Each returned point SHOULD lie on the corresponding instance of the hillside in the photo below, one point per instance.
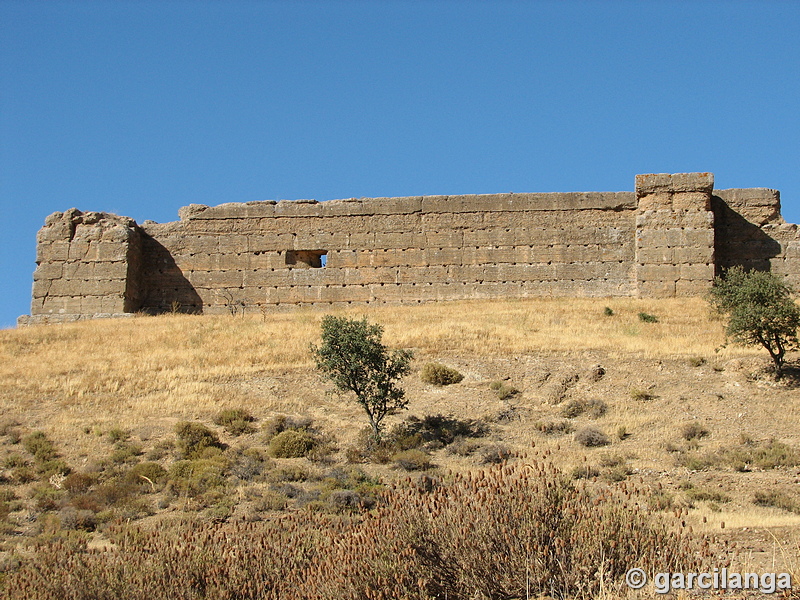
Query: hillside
(705, 425)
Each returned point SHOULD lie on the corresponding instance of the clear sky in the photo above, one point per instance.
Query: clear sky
(139, 108)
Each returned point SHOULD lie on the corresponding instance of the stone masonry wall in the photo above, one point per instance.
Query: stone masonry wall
(393, 250)
(88, 264)
(668, 238)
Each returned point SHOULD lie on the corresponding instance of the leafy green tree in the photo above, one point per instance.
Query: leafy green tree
(353, 357)
(760, 311)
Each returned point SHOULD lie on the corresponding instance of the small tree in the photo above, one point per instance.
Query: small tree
(760, 311)
(353, 357)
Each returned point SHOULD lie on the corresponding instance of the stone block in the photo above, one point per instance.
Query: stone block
(700, 272)
(52, 251)
(614, 253)
(197, 262)
(433, 274)
(684, 287)
(109, 270)
(318, 277)
(270, 242)
(109, 251)
(362, 239)
(265, 277)
(698, 237)
(379, 258)
(232, 261)
(676, 182)
(48, 270)
(655, 202)
(445, 221)
(399, 240)
(232, 244)
(658, 272)
(691, 201)
(692, 255)
(444, 239)
(656, 255)
(389, 206)
(343, 258)
(656, 289)
(344, 208)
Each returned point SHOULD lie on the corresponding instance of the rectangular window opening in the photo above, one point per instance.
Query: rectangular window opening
(306, 259)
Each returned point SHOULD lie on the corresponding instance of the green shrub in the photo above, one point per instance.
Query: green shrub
(462, 446)
(197, 477)
(57, 466)
(117, 434)
(703, 495)
(282, 423)
(618, 473)
(553, 427)
(147, 473)
(77, 483)
(495, 453)
(584, 472)
(291, 443)
(777, 499)
(760, 311)
(344, 500)
(195, 438)
(439, 374)
(694, 431)
(39, 446)
(506, 392)
(236, 421)
(593, 408)
(591, 437)
(126, 452)
(77, 519)
(353, 357)
(22, 475)
(270, 500)
(641, 395)
(433, 431)
(660, 500)
(412, 460)
(14, 460)
(289, 473)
::::::::
■ **Given exercise**
Rewrite all of the records above, changing every "SHOULD" to "MUST" and keeping everything else the same. Omit the pictures from your answer.

■ **Written solution**
Each returned point MUST lie on the corresponding instance of the hillside in the photo below, one point per instance.
Query: hillside
(705, 425)
Each returned point MUST lie on the corresponding instance of the clear sky in the photo above, one point per instance.
Query: clear sky
(139, 108)
Each returned point MUST lie on the corresponding instance of the stone masonry wall in the photo above, one point per instance.
Query: stone masonry wall
(393, 250)
(88, 264)
(668, 238)
Each returned point MUST lie on the corresponding instance of the leafy green tree in the photo above, one point per instance.
Query: leafy green tree
(353, 357)
(760, 311)
Each returned point MUST lie on the corresponding instance of the small tree in the photo above, one point per instance.
Query: small tree
(760, 311)
(353, 357)
Each returned point MUST lie on the corresponding instance of the stone block in the photo above, one point per instance.
Query: stone block
(700, 272)
(52, 251)
(614, 253)
(197, 262)
(433, 274)
(684, 287)
(109, 270)
(318, 277)
(270, 242)
(109, 251)
(362, 239)
(265, 277)
(698, 237)
(379, 258)
(232, 261)
(676, 182)
(48, 270)
(655, 202)
(445, 221)
(399, 240)
(232, 244)
(658, 272)
(691, 201)
(692, 255)
(444, 239)
(656, 255)
(389, 206)
(343, 258)
(656, 289)
(344, 208)
Each returned point MUST lie on the corresponding instance of the rectangular window opening in the photo above, one point per instance.
Query: rectangular window opening
(306, 259)
Each returned point MUST lie on the corresponding instance of the green shrub in the photo above, one point per instance.
Query: green shrub
(462, 446)
(197, 477)
(57, 466)
(117, 434)
(703, 495)
(282, 423)
(618, 473)
(553, 427)
(147, 473)
(77, 483)
(495, 453)
(584, 472)
(291, 443)
(777, 499)
(760, 311)
(344, 500)
(195, 438)
(439, 374)
(694, 431)
(39, 446)
(506, 392)
(236, 421)
(593, 408)
(591, 437)
(126, 452)
(77, 519)
(353, 357)
(22, 475)
(270, 500)
(641, 395)
(433, 431)
(660, 500)
(412, 460)
(14, 460)
(289, 473)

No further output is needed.